> List of tasks:
A – Answer each question using the text on MCP and Code Mode:
(i) How many tokens does Playwright MCP consume?
(ii) Which two functions did Cloudflare expose to shrink its API schemas?
(iii) How many MCP SDK downloads did Anthropic report in 2026?
B – Using the text on MCP and Code Mode, explain in one to three sentences why Code Mode reduces token consumption.

--- Document section ---

Anthropic published 'Code execution with MCP' in November 2025, reframing the MCP vs CLI debate from first principles. The fix cuts token consumption by 98.7% by moving tool definitions from context to runtime code.
Key facts
- 98.7% token reduction on a 150K-token workflow
- 300M MCP SDK downloads in 2026, up from 100M
- Cloudflare collapsed 1.17M schema tokens to 1K
- 5-server MCP setup burns 55K tokens before work
- Code Mode uses Bash + typed module imports
The Token Problem
For most of 2025, AI engineers argued over MCP vs CLI. Skeptics had real numbers: Playwright MCP eats 13.7K tokens, Chrome DevTools MCP eats 18K, and a 5-server setup burns 55K tokens before any work [According to @akshay_pachaar]. Defenders pushed back: CLIs break on multi-tenant apps, lack typed contracts, and waste agent turns parsing text on unfamiliar APIs.
Both sides missed the real issue. The problem was never the protocol—it was dumping every tool's full description into model context at session start. A single workflow could balloon to 150K tokens, most of which the model never needed.
Code Mode: The Runtime Fix
Anthropic's Code Mode flips the model's job. Instead of calling tools through its context, the model writes code that calls tools through a runtime. Tools live in the runtime; the model only sees what it imports.
In Anthropic's example, a Google Drive transcript flows into a Salesforce CRM update. The old way loaded both tool schemas and piped the entire transcript through the model twice. The new way: ten lines of TypeScript that import what they need. Same task, 2K tokens—a 98.7% drop.
Cloudflare pushed the idea to its limit. They collapsed their entire 2,500-endpoint API from 1.17M tokens of schemas down to 1K tokens by exposing just two functions: search and execute. The agent writes code that searches the catalog, then executes only what matches.
What Actually Changed
"MCP is dead" was the wrong takeaway. Anthropic reported 300M MCP SDK downloads in 2026, up from 100M at the start of the year [According to @akshay_pachaar]. The protocol is the fastest growing piece of agent infrastructure right now.
What died was loading every tool upfront—that was always a bad idea. Code Mode mixes two primitives: Bash for binaries like git or curl, and typed module imports for proprietary APIs where type signatures load only when the agent actually imports the tool. MCP's typed contracts plus CLI's lazy loading, in one runtime.
The rule for building agents in 2026: tool definitions belong in code, not in context. The model writes a few lines that call them. The runtime does the rest.
What to watch
Watch for Anthropic's next MCP SDK release—likely Q2 2026—to see if Code Mode becomes the default runtime pattern. Also track Cloudflare's API token benchmarks and whether other API providers adopt the search-and-execute pattern.

--- Study material ---

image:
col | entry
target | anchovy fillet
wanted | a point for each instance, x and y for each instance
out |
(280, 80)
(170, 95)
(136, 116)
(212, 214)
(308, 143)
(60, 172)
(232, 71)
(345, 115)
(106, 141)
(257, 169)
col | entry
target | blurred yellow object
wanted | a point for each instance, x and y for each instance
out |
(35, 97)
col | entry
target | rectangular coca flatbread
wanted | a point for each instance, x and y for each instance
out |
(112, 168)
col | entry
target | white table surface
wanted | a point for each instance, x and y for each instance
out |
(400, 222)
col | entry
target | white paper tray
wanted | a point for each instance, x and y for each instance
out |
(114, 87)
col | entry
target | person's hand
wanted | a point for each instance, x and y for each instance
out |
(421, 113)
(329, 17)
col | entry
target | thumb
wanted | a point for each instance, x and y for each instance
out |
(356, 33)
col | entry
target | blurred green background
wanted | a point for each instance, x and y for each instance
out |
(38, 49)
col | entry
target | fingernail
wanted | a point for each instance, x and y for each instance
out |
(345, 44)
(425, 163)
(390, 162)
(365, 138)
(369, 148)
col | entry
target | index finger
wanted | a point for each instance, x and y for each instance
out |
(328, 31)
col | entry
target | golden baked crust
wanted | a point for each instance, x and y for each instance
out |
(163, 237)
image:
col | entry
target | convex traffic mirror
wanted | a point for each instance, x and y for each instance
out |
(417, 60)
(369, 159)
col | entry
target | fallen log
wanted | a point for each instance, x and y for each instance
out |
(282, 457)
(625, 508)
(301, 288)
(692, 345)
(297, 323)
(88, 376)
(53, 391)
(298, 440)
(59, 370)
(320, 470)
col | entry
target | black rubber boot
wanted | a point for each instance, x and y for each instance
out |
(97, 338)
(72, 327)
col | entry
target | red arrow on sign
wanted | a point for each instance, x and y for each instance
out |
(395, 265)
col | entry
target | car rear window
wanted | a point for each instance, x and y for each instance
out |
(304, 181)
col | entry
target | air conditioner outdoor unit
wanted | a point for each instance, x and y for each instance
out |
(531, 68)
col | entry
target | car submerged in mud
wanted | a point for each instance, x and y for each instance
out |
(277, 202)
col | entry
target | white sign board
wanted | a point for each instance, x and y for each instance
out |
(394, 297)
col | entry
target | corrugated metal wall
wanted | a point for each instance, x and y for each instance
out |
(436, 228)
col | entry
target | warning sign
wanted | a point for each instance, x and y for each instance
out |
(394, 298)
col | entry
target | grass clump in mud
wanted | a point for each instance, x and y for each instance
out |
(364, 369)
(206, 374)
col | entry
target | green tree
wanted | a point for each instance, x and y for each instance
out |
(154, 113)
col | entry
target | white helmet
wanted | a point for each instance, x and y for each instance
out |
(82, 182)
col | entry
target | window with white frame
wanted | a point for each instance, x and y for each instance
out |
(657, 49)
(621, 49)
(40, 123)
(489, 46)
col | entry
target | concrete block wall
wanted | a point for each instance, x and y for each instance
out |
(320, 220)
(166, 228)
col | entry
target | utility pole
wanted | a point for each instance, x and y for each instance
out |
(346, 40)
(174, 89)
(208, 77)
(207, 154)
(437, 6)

---

> Answers to this exercise:
A –
(i) 13.7K tokens.
(ii) Search and execute.
(iii) 300M.

B – Code Mode does not load every tool's full description into the model's context at the start of a session. Instead, the tools live in a runtime, and the model writes code that calls them. The model sees only what it imports, so type signatures load only when the agent actually imports a tool.